__What is asked__
Count how many lines in the records below contain the word "person". Reply with that number alone.

__Records__

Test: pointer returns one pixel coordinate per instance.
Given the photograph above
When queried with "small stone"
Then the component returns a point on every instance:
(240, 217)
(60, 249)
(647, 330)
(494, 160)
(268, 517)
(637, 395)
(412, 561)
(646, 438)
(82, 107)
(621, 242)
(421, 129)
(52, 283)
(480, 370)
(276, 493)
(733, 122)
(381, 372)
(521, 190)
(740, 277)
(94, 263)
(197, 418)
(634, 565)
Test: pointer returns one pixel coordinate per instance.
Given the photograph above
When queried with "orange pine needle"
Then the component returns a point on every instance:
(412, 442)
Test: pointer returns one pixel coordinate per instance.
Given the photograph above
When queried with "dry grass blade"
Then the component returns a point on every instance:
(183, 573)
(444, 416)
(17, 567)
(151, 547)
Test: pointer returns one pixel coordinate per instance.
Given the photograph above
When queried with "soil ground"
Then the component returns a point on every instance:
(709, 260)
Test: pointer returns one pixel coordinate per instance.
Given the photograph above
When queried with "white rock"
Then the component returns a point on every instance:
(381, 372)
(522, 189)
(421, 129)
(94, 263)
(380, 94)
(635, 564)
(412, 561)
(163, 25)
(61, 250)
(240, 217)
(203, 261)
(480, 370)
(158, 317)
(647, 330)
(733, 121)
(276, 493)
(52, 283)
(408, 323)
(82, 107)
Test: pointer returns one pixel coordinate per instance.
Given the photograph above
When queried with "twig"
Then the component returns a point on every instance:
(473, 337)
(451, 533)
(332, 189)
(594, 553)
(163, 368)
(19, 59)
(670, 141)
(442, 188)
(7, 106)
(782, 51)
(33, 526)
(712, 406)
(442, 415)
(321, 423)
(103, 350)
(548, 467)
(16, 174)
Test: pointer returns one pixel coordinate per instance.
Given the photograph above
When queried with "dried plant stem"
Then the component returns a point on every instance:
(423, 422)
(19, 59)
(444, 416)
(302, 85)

...

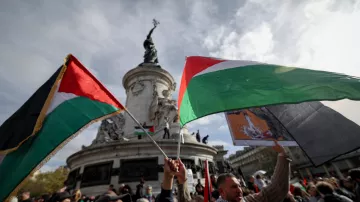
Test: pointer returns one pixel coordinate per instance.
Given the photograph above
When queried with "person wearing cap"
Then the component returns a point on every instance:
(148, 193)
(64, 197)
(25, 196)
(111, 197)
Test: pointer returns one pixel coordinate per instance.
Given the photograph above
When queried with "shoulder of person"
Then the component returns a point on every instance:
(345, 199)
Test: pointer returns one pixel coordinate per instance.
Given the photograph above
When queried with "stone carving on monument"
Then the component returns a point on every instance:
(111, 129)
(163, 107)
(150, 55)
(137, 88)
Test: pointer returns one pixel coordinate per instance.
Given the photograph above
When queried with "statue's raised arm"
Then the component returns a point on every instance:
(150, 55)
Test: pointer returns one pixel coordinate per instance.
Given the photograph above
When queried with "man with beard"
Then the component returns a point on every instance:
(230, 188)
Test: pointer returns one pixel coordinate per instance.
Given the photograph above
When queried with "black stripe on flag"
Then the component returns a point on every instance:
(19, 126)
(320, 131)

__Output below__
2